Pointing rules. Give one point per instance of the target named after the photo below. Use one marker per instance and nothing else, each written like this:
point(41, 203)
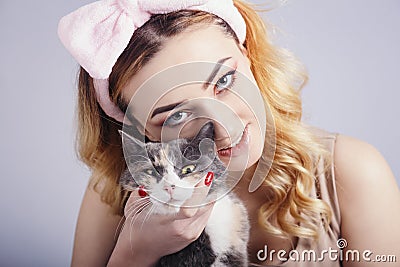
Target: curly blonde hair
point(279, 78)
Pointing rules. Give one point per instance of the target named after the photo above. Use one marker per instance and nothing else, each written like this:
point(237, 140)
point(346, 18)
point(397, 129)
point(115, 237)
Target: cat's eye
point(188, 169)
point(150, 172)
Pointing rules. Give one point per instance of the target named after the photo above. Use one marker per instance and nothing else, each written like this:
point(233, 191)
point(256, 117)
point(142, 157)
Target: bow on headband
point(97, 34)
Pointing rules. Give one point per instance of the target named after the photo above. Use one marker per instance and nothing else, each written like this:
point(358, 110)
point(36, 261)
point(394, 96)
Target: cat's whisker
point(152, 208)
point(134, 209)
point(136, 215)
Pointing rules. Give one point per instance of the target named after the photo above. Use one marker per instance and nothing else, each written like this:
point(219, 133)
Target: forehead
point(204, 44)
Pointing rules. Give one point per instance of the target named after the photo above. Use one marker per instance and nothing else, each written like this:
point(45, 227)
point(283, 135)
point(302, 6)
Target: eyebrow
point(215, 71)
point(165, 108)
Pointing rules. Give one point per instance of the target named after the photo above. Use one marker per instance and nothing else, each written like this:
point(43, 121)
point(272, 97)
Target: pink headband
point(97, 34)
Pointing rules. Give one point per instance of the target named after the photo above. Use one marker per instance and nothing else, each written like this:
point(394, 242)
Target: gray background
point(350, 48)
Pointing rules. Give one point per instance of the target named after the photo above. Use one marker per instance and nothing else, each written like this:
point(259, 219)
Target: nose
point(169, 188)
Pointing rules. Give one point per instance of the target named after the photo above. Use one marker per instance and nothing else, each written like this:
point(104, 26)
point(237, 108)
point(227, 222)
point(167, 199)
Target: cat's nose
point(169, 188)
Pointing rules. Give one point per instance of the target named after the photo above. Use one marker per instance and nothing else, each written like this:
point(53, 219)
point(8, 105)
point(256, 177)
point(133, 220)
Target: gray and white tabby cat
point(169, 171)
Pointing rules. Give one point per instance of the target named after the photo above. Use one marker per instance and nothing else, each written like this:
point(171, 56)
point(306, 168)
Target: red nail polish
point(142, 192)
point(209, 178)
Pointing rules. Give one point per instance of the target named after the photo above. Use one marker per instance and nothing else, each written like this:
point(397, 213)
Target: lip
point(239, 146)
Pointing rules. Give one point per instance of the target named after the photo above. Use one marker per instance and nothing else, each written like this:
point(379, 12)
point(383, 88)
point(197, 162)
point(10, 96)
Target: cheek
point(256, 144)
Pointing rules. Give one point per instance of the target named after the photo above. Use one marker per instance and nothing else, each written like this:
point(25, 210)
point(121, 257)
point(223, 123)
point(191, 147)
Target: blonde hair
point(280, 79)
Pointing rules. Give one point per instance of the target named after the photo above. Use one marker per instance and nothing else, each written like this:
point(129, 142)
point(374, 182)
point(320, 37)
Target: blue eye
point(226, 81)
point(176, 118)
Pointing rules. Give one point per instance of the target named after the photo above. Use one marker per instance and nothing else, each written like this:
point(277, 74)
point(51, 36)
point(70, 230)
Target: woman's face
point(197, 76)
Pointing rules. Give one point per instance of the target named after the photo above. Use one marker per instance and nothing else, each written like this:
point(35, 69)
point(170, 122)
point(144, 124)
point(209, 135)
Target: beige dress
point(328, 240)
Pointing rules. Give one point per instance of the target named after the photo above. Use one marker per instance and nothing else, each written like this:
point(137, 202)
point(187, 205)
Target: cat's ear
point(132, 144)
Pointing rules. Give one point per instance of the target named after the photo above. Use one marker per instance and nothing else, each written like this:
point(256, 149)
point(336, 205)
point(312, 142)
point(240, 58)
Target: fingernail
point(141, 191)
point(209, 178)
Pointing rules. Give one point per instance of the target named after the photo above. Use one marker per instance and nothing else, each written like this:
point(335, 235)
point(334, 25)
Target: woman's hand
point(145, 238)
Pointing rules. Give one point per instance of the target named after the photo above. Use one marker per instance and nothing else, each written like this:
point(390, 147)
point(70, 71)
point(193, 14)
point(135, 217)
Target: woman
point(303, 203)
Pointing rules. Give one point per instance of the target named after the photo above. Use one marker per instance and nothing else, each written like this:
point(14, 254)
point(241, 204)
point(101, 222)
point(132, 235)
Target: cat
point(181, 163)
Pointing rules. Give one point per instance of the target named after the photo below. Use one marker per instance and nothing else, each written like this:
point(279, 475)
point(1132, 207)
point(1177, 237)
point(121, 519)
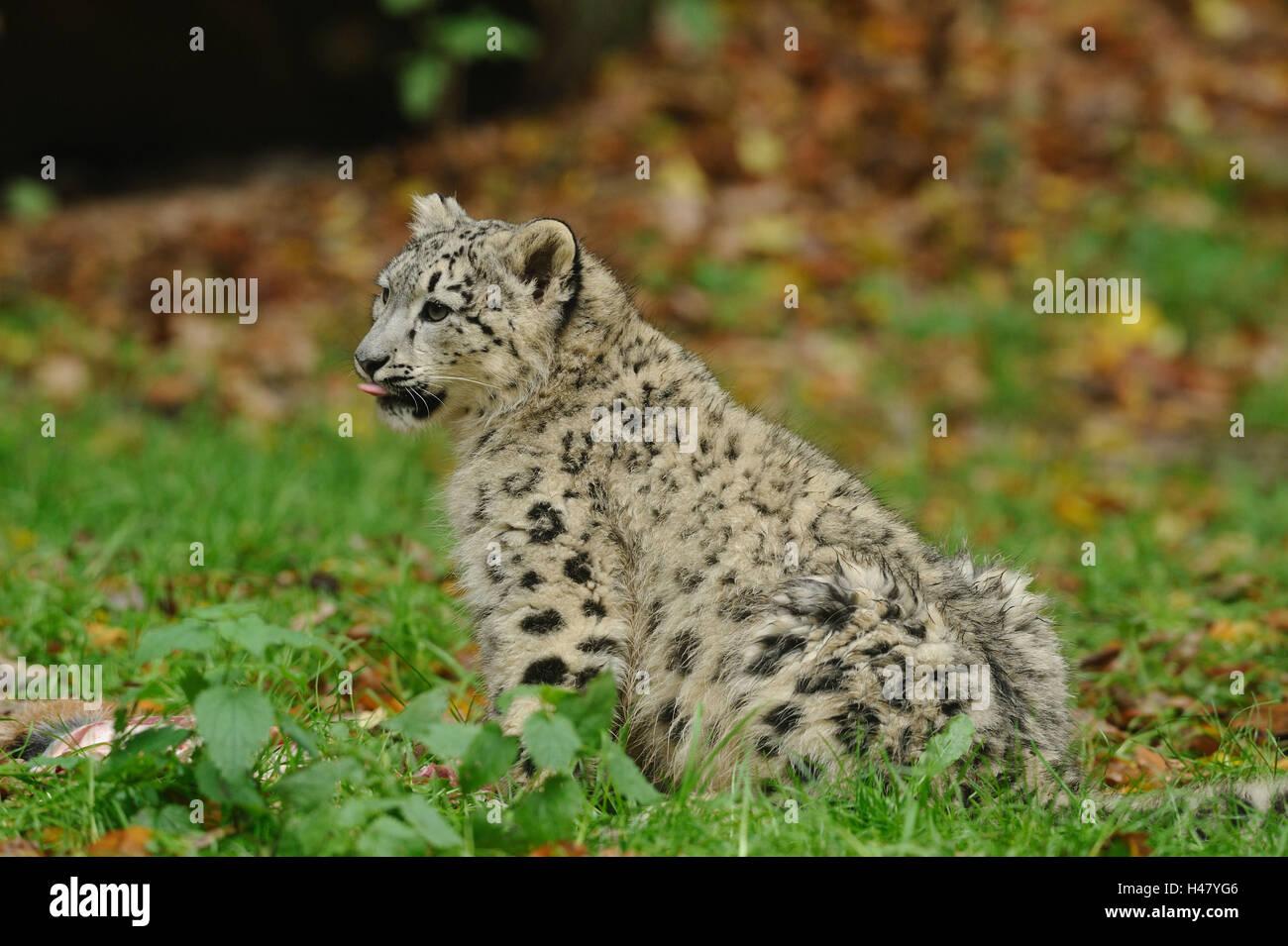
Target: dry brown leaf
point(124, 842)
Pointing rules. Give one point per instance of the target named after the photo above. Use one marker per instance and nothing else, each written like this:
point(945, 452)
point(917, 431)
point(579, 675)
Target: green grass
point(296, 520)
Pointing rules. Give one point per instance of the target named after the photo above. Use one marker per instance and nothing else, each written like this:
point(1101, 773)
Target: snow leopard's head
point(467, 317)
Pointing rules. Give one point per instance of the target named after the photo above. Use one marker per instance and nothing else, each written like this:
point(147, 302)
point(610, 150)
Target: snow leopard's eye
point(434, 312)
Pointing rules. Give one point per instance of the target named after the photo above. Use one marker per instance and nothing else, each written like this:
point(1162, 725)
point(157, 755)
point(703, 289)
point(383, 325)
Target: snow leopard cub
point(617, 511)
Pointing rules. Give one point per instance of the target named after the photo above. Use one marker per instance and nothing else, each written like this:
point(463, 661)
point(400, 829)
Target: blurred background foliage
point(768, 168)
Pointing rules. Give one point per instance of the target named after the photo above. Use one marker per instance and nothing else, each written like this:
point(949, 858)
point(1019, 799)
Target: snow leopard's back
point(752, 597)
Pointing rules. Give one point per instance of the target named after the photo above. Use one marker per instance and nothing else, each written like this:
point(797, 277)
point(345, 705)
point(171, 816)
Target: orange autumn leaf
point(124, 842)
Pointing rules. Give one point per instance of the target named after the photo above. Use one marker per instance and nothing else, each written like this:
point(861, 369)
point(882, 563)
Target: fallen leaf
point(561, 848)
point(124, 842)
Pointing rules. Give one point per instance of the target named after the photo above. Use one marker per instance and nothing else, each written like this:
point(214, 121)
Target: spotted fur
point(748, 596)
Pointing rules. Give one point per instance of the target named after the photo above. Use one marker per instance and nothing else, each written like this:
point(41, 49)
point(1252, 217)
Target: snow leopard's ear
point(544, 253)
point(434, 214)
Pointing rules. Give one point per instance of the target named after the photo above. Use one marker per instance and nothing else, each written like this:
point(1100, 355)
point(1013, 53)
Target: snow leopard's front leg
point(548, 611)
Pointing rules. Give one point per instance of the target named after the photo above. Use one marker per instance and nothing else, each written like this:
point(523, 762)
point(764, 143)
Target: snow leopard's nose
point(370, 366)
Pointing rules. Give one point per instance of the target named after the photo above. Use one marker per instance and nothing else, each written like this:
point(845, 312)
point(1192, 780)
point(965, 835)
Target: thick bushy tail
point(29, 727)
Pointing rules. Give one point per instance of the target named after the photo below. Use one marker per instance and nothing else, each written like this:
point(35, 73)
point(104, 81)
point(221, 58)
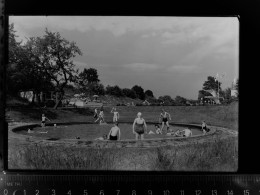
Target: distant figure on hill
point(116, 114)
point(44, 120)
point(204, 127)
point(164, 118)
point(157, 129)
point(95, 114)
point(114, 133)
point(139, 127)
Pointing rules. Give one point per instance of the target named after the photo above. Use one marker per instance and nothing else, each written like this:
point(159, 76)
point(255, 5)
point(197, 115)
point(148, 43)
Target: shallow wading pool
point(92, 131)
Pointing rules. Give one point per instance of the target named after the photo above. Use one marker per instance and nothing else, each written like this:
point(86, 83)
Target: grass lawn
point(220, 155)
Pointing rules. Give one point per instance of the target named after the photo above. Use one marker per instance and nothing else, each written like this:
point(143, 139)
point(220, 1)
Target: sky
point(168, 55)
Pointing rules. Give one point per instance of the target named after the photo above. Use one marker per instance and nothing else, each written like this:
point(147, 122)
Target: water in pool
point(93, 131)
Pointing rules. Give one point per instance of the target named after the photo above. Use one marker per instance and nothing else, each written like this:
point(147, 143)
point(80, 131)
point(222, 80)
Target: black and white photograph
point(123, 93)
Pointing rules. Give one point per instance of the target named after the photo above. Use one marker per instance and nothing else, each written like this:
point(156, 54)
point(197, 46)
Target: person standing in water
point(139, 127)
point(164, 118)
point(44, 120)
point(116, 114)
point(204, 127)
point(95, 114)
point(114, 133)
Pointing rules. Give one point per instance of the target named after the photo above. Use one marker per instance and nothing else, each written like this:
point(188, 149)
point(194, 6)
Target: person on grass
point(95, 114)
point(139, 127)
point(204, 127)
point(102, 138)
point(157, 129)
point(114, 133)
point(116, 114)
point(44, 120)
point(183, 133)
point(101, 117)
point(164, 118)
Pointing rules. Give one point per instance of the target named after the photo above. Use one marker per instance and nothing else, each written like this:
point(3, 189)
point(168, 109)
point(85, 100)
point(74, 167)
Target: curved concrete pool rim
point(215, 132)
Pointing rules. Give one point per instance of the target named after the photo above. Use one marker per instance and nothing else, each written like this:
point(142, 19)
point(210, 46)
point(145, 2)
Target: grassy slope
point(219, 156)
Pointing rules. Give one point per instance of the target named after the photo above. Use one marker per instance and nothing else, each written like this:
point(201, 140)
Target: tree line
point(45, 63)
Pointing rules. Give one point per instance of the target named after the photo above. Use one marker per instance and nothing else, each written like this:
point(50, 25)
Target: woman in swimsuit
point(116, 115)
point(139, 127)
point(164, 119)
point(95, 114)
point(114, 133)
point(204, 127)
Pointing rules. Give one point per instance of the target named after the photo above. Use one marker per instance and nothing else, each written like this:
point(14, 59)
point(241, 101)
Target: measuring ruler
point(18, 184)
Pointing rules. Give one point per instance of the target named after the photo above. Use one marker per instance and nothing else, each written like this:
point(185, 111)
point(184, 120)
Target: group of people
point(139, 126)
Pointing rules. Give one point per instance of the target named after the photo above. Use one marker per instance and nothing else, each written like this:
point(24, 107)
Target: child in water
point(204, 127)
point(44, 120)
point(157, 129)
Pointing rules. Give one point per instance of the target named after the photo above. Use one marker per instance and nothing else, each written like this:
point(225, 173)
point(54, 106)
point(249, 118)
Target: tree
point(148, 93)
point(23, 72)
point(53, 55)
point(129, 93)
point(180, 101)
point(226, 93)
point(211, 83)
point(139, 92)
point(88, 82)
point(166, 100)
point(88, 76)
point(114, 90)
point(202, 94)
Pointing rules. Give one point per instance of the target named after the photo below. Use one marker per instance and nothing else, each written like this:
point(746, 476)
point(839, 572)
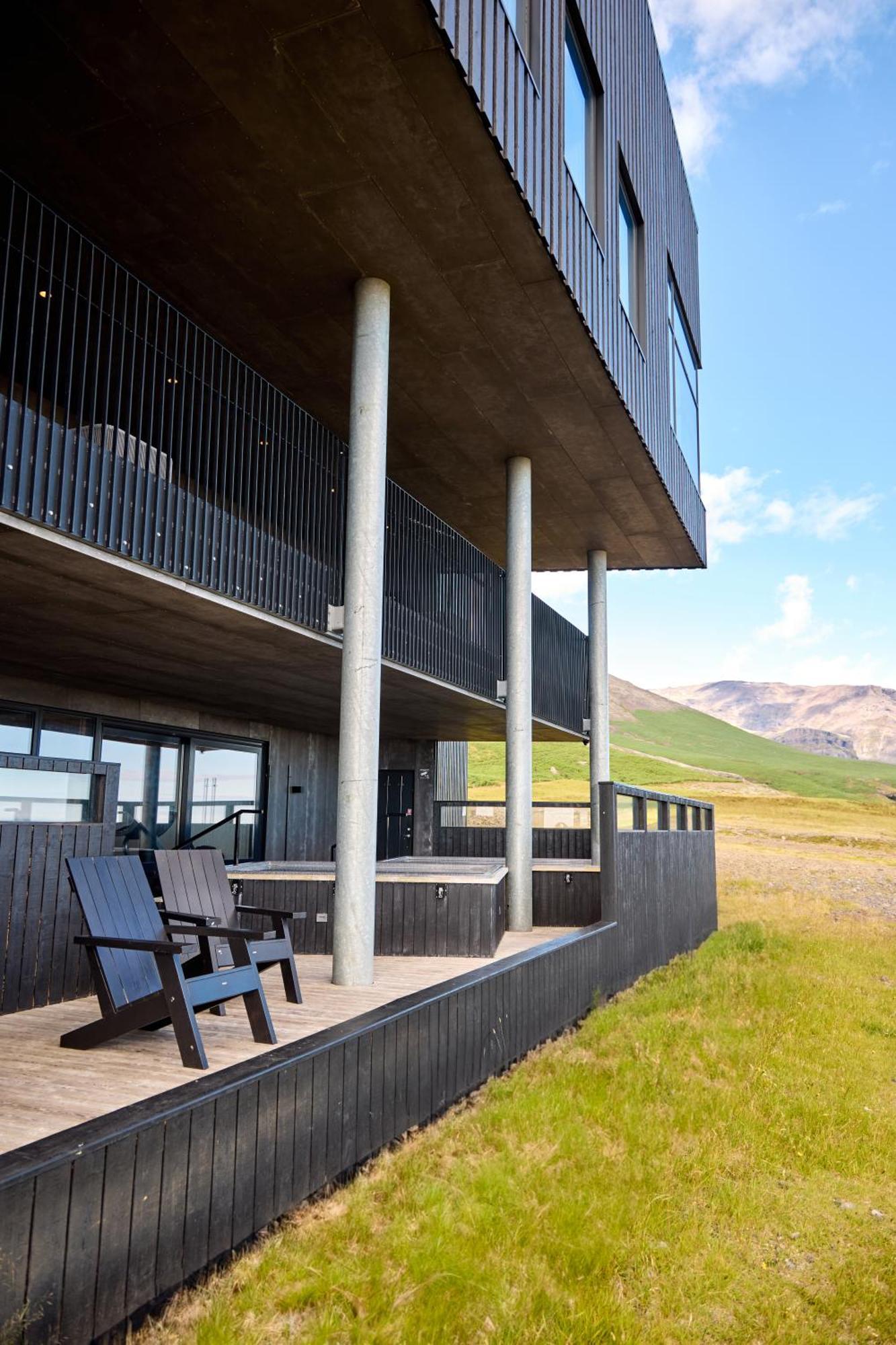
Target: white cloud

THE TASK:
Identify each line in the listing above that contains the word "white", and copy those lines out in full.

ANSWER FOR THIS EXERCISE:
Target: gray and white tabby cat
Target: black and white photograph
Target: white cloud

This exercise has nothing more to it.